任务 >>
请将下文讲解Hadoop分区与分组的文章从含有“Hadoop生态中的Mapr”的地方开始，到“定义的分组属性进行分组处理。”结束，重新写出，并把其中的“分区”改称为“切分”。

所给文段 >>
Hadoop生态中的Mapreduce在map阶段可以将大数据或大文件进行分区,然后到Reduce阶段可并行处理,分区数量一般与reduce任务数量一致;自定义实现Hadoop的WritableComparable接口(序列化并排列接口)的Bean在mapreduce中进行排序分组的好处是在Reduce阶段时可将数据按照自定义的分组属性进行分组处理。
文章通过“寻找订单中的最大金额”的Demo将以上几个要点合成一起来说明用法。

订单Bean序列化、排序

实现WritableComparable接口中的方法,其中Writable是Hadoop中的序列化接口,Comparable是比较接口,用来排序算法调用。另外需要复写toString方法,在mapreduce序列化输出时会调用toString方法

/**
 * 订单bean, 实现序列化Writable和比较接口Comparable
 */
public class OrderBean implements WritableComparable<OrderBean>{
    private Text orderId;
    private DoubleWritable amount;

    public Text getOrderId() {
        return orderId;
    }
    public void setOrderId(Text orderId) {
        this.orderId = orderId;
    }
    public DoubleWritable getAmount() {
        return amount;
    }
    public void setAmount(DoubleWritable amount) {
        this.amount = amount;
    }

    //按照属性顺序  序列化bean
    public void write(DataOutput out) throws IOException {
        out.writeUTF(orderId.toString());
        out.writeDouble(amount.get());

    }
    //按照属性顺序读取序列化bean
    public void readFields(DataInput in) throws IOException {
        String readUTF = in.readUTF();
        double readDouble = in.readDouble();

        this.orderId = new Text(readUTF);
        this.amount = new DoubleWritable(readDouble);
    }

    public int compareTo(OrderBean o) {
        int res = this.getOrderId().compareTo(o.getOrderId());
        if (res == 0) {
            res = -this.getAmount().compareTo(o.getAmount()); //从大到不排序
        }
        return res;
    }

    //重写toString方法,在mapreduce输出时调用toString方法输出
    @Override
    public String toString() {
        return orderId.toString() + "\t" + amount.get();
    }
}

分区

Hadoop中的分区是HashCode求模分区算法,用分区属性的hashCode对Reduce任务数求模,可将数据进行分区(相同属性的必然在一个分区)输出,在Reduce阶段时则每个分区对应一个reducetask处理分区数据。

/**
 * 根据id进行的Map分区
 */
public class OrderIdPartitioner extends Partitioner<OrderBean, NullWritable>{

    /**
     * 分区数由reduceTasks的数量决定,即numPartitions=reduceTasks的数量
     */
    @Override
    public int getPartition(OrderBean key, NullWritable value, int numPartitions) {
        return (key.getOrderId().hashCode() & Integer.MAX_VALUE) % numPartitions;
    }

}

分组

hadoop中的分组是用WritableComparator来实现的,实际使用时需要自定义一个分组类,继承WritableComparator指定实例类型和分组属性(实现compare比较属性方法),并在提交yarn任务时指定分组所有class

/**
 * 分组order, 在reduce端根据orderId进行分组
 */
public class OrderGroupingComparator extends WritableComparator{

    //指定分组所用的Bean
    public OrderGroupingComparator() {
        super(OrderBean.class, true);
    }

    @SuppressWarnings("rawtypes")

存储数据 >>
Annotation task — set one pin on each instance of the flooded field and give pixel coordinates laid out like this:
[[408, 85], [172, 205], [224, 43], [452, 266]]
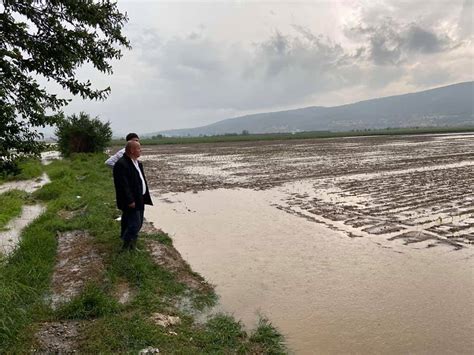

回答 >>
Hadoop生态中的Mapreduce在map阶段可以将大数据或大文件进行切分,然后到Reduce阶段可并行处理,切分数量一般与reduce任务数量一致;自定义实现Hadoop的WritableComparable接口(序列化并排列接口)的Bean在mapreduce中进行排序分组的好处是在Reduce阶段时可将数据按照自定义的分组属性进行分组处理。